### [Saved items]
___

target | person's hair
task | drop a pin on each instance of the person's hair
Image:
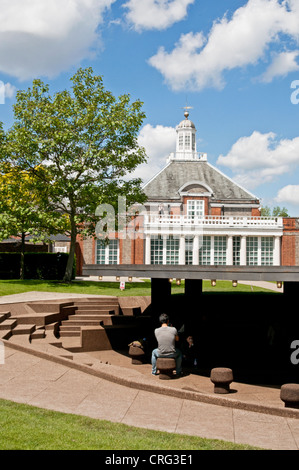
(164, 318)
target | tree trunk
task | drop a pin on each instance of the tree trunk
(22, 267)
(70, 262)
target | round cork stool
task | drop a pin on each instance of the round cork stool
(137, 355)
(221, 378)
(166, 366)
(289, 394)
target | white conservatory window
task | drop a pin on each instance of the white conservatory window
(107, 253)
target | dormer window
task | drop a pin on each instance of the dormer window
(181, 142)
(193, 142)
(195, 208)
(187, 142)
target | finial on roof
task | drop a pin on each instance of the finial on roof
(186, 113)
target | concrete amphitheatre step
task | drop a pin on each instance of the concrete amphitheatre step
(95, 310)
(70, 331)
(8, 324)
(74, 322)
(23, 330)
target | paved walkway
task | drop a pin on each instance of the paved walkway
(105, 385)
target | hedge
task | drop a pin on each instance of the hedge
(44, 266)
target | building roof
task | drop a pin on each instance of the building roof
(168, 183)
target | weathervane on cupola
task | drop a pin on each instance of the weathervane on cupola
(186, 113)
(186, 141)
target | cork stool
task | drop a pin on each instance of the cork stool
(166, 366)
(137, 355)
(289, 394)
(221, 378)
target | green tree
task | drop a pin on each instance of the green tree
(21, 214)
(86, 140)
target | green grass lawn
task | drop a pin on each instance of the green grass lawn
(24, 427)
(9, 287)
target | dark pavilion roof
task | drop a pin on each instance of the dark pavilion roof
(168, 183)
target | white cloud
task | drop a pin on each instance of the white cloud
(237, 42)
(260, 158)
(282, 64)
(45, 37)
(158, 142)
(156, 14)
(289, 194)
(10, 90)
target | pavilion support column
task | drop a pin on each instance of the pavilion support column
(160, 296)
(147, 249)
(290, 290)
(243, 251)
(276, 251)
(193, 294)
(229, 251)
(182, 250)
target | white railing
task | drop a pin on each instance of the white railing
(212, 220)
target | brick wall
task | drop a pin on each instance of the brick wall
(290, 242)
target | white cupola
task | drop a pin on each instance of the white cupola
(186, 141)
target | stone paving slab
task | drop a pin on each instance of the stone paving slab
(60, 388)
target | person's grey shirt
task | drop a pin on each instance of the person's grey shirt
(165, 336)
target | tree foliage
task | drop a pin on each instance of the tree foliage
(78, 146)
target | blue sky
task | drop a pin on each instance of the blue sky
(236, 62)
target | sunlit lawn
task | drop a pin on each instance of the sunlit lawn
(24, 427)
(9, 287)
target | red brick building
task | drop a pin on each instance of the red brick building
(196, 215)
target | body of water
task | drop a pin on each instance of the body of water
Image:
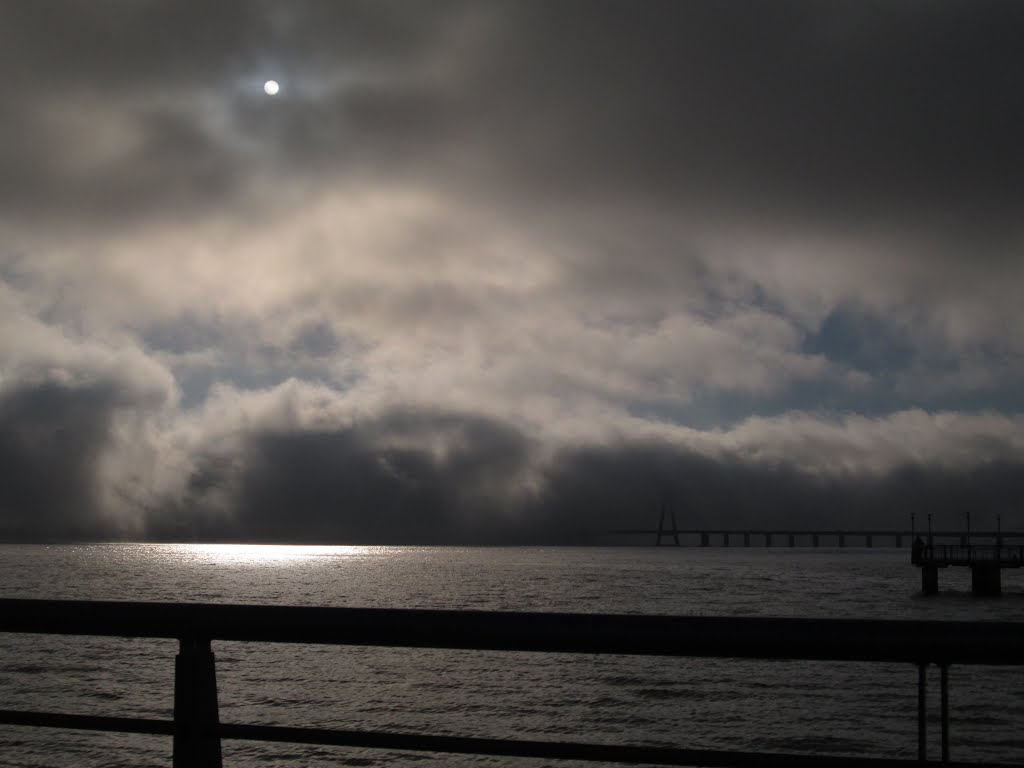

___

### [WHAT IS EXPECTED]
Reproduce all of the material above word for word, leaving out the pictures.

### [FULL SOLUTION]
target | person's hair
task | drop a pin on each instance of the person's hair
Image:
(164, 318)
target | tree trunk
task | drop a pin on each instance of the tree trunk
(22, 267)
(70, 262)
target | round cork stool
task | drop a pin on each instance of the round cork stool
(137, 355)
(221, 378)
(166, 366)
(289, 394)
target | white conservatory window
task | drop a pin on each instance of the white conservatory window
(107, 253)
target | dormer window
task | drop a pin on each instance of the dormer window
(181, 142)
(193, 142)
(195, 208)
(187, 142)
target | finial on roof
task | drop a pin on each instance of the finial on roof
(186, 113)
target | concrete amphitheatre step
task | drop a pin on each instance of the concrete amphitheatre step
(95, 310)
(70, 331)
(8, 324)
(74, 322)
(23, 330)
target | paved walkway
task | drop a pin on each instance of the paved walkway
(105, 385)
target | hedge
task | drop a pin on each instance of the hedge
(44, 266)
target | building roof
task | drop a pin on each instance of the building roof
(168, 183)
target | weathervane on cupola
task | drop a pin on each instance of the weathervane on cupola
(186, 113)
(186, 141)
target | cork stool
task | drop a pin on each instance of the cork stool
(166, 366)
(137, 355)
(289, 394)
(221, 378)
target | green tree
task | drop a pin on each instance of the green tree
(21, 214)
(86, 140)
target | green grass lawn
task | drop a pin on each instance of the green grass lawn
(24, 427)
(9, 287)
target | dark pavilion roof
task | drop a pin on each instance of the dark pavilion roof
(168, 183)
target | white cloud
task | drop a pin on each instance of the white cloud
(237, 42)
(260, 158)
(282, 64)
(45, 37)
(158, 142)
(156, 14)
(289, 194)
(10, 90)
target | pavilion support column
task | drop a pin on each instance of the pavilion support column
(160, 296)
(147, 249)
(290, 290)
(243, 251)
(276, 251)
(193, 294)
(229, 251)
(182, 250)
target | white railing
task | drop a pin on each instance of the white railing
(212, 220)
target | brick wall
task | drop a pin on each instance of the brick wall
(290, 242)
target | white cupola
task | drop a pin on each instance of the white cupola
(186, 141)
target | stone paving slab
task | drop a pin on each instance of the stone paving slab
(60, 388)
target | person's grey shirt
task | drop a pin on each instance of the person's grey shirt
(165, 336)
target | tree foliage
task | drop a pin on each instance of the tree foliage
(78, 146)
target | blue sky
task | drop a pin on each instance of the blue sky
(236, 62)
target | sunlit lawn
task | drop a pin on each instance of the sunlit lawn
(24, 427)
(9, 287)
target | red brick building
task | drop a pin on each instance of the red brick building
(196, 215)
target | body of water
task | drop a pin on each instance of the body of water
Image:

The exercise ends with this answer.